What the task requires = Rewrite the items below, changing every "wing spot" to "wing marking" and leaving everything else as it is.

* Begin Data for this exercise *

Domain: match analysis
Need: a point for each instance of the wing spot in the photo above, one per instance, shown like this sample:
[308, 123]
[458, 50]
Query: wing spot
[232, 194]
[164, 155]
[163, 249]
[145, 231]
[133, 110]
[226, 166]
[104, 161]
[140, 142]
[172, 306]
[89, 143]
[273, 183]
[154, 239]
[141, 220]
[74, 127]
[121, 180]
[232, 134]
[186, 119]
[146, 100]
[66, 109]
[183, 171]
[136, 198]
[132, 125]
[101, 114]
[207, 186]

* End Data for this exercise *

Expected answer =
Domain: match analysis
Need: a point for each instance of the wing marking in the photo above, one per instance, shown like this sample:
[308, 123]
[458, 50]
Query: wing marking
[232, 194]
[164, 155]
[163, 249]
[145, 231]
[133, 110]
[226, 166]
[104, 161]
[140, 142]
[172, 306]
[89, 143]
[273, 183]
[154, 239]
[141, 220]
[74, 127]
[121, 180]
[232, 134]
[186, 119]
[146, 100]
[66, 109]
[183, 171]
[136, 198]
[132, 125]
[101, 114]
[207, 186]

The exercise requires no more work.